> [Exercise aim]
Report each line from the entries in which "dark" can be found.

> [Data in this exercise]
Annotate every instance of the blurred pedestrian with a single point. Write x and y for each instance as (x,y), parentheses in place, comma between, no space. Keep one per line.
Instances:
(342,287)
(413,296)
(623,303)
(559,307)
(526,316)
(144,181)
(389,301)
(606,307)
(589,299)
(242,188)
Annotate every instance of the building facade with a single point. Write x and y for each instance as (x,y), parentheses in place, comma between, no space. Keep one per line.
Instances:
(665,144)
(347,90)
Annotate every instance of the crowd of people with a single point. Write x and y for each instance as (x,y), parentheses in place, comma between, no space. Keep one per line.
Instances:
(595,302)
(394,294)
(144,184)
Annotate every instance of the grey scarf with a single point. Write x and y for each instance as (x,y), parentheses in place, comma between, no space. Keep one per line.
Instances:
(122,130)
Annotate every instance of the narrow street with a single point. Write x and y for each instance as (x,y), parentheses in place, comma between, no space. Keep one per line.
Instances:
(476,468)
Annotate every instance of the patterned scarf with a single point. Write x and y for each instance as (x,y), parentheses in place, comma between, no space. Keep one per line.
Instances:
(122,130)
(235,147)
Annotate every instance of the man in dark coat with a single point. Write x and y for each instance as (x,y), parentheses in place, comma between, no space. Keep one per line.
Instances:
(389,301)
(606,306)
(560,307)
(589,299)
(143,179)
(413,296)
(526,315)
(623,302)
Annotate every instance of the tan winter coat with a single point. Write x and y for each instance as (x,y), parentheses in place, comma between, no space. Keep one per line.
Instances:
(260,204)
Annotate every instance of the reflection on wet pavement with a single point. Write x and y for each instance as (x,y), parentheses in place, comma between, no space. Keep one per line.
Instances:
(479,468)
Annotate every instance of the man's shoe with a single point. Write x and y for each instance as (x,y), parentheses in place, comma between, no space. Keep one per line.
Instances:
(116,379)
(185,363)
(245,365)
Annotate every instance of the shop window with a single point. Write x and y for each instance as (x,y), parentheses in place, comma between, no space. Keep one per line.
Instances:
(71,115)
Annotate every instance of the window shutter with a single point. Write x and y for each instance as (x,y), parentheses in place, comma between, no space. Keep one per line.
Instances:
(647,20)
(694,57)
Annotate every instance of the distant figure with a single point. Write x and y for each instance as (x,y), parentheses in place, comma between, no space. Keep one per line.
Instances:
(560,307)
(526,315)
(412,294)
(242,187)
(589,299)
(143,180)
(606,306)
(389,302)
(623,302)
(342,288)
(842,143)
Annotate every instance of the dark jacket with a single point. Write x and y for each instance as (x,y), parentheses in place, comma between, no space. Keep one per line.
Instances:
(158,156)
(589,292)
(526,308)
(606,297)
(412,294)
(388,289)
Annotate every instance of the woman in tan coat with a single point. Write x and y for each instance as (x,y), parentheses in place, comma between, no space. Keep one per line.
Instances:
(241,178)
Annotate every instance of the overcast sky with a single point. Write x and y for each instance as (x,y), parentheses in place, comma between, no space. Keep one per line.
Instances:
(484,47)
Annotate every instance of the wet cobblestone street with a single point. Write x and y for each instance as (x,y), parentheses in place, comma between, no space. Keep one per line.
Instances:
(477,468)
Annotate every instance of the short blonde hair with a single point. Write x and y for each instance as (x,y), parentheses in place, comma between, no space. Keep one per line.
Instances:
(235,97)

> [Reply to the exercise]
Annotate every instance of the man in dark coat with a single point. Write x and y for each instance as (x,y), parentheses in place, comma between, no space. Keep one per line.
Annotate every instance of the dark jacket with a single point. Write x and y for each instance as (x,y), parentheses in place, comma between, no space. Keep one per line.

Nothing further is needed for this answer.